» TRECHO FORNECIDO

Membros da FEB na Itália durante a II Guerra Mundial

O Brasil vai à guerra – Capítulo 1

6 de maio de 2025, 11:22

A Justiça Militar da União lança na próxima quinta-feira, (08/05) – data de comemoração dos 80 anos do fim da Guerra -, na sede do Supremo Tribunal Militar, o livro: “O Brasil na II Guerra Mundial – Um olhar histórico documental”, organizado pela diretora do Arquivo Histórico do STM, Maria Juvani Lima Borges. O intuito é o de atrair a atenção de pesquisadores para a mais completa coleção de documentos sobre a participação da Força Expedicionária Brasileira (FEB), na campanha da Itália, pelo lado aliado. O lançamento contará com a presença da presidente do STM, Maria Elizabeth Rocha, que fará também a abertura de uma exposição dos principais documentos relativos à FEB. O 247 teve acesso, com exclusividade, a todos os relatórios produzidos na guerra, onde se constata que dos 25.334 pracinhas embarcados, 443, de acordo com o relatório de Mascarenhas de Moraes, não voltaram com vida.

» Registros de identificação de posição
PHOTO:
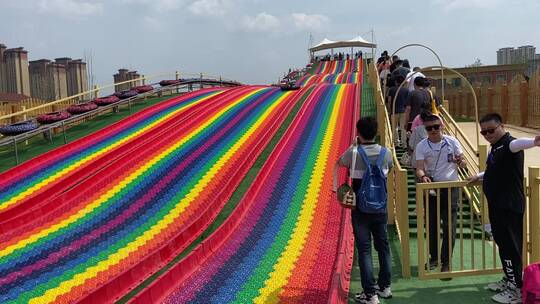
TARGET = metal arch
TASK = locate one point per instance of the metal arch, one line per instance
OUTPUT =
(466, 81)
(434, 53)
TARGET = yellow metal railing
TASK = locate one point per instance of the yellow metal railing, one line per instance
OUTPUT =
(94, 93)
(471, 254)
(482, 256)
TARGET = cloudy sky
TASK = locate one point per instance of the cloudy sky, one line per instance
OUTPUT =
(255, 41)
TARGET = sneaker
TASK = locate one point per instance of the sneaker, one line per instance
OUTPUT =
(445, 268)
(366, 299)
(385, 293)
(511, 295)
(432, 265)
(498, 286)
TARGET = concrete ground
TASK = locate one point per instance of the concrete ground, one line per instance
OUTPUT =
(532, 156)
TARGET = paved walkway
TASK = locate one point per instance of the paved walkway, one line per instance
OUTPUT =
(532, 156)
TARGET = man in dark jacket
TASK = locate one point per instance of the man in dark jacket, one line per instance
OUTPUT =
(502, 183)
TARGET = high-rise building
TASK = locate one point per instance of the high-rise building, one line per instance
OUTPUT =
(510, 55)
(3, 78)
(76, 75)
(124, 75)
(15, 66)
(504, 55)
(48, 79)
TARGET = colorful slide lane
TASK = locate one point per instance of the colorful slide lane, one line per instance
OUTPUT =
(26, 189)
(340, 78)
(338, 66)
(126, 220)
(283, 242)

» ENUNCIADO DA TAREFA
Responda, com base no trecho sobre o lançamento do livro a respeito da FEB:
1. Quem organizou o livro?
2. Quantos pracinhas foram embarcados?
3. Quem fará a abertura da exposição de documentos relativos à FEB?
Os dados não têm qualquer papel nesta atividade.

» RESULTADO DO EXERCÍCIO
1. Maria Juvani Lima Borges, diretora do Arquivo Histórico do STM.
2. 25.334.
3. Maria Elizabeth Rocha, presidente do STM.